Recast every nonblank line of the rows below as a Markdown table with two columns, No. and Line, numbering the lines in order.

↓↓↓

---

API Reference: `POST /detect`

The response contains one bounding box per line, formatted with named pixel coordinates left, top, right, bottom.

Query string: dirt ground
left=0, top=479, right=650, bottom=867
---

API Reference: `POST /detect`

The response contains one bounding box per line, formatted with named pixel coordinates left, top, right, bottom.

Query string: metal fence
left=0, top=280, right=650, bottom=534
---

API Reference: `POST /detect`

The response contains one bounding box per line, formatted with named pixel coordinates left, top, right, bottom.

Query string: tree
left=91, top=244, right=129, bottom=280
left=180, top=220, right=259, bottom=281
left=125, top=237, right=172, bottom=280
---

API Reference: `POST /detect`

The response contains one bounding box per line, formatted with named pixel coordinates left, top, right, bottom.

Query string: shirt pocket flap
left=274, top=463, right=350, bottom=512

↑↑↑

FINISHED TASK –
| No. | Line |
|---|---|
| 1 | --- |
| 2 | API Reference: `POST /detect` |
| 3 | The response contains one bounding box per line, formatted with named pixel coordinates left, top, right, bottom. |
| 4 | Query string: dirt ground |
| 5 | left=0, top=479, right=650, bottom=867 |
| 6 | --- |
| 7 | API Reference: `POST /detect` |
| 8 | The response contains one bounding box per line, formatted with named pixel coordinates left, top, right, bottom. |
| 9 | Query string: metal fence |
| 10 | left=0, top=280, right=650, bottom=534 |
| 11 | --- |
| 12 | API Reference: `POST /detect` |
| 13 | The response contains one bounding box per line, formatted with named pixel coordinates left, top, right, bottom. |
| 14 | Query string: tree |
| 15 | left=91, top=244, right=129, bottom=280 |
| 16 | left=180, top=220, right=259, bottom=281 |
| 17 | left=125, top=237, right=172, bottom=280 |
| 18 | --- |
| 19 | API Reference: `POST /detect` |
| 20 | The response contains one bounding box per line, formatted with named pixel coordinates left, top, right, bottom. |
| 21 | Query string: shirt pocket flap |
| 22 | left=274, top=463, right=350, bottom=512 |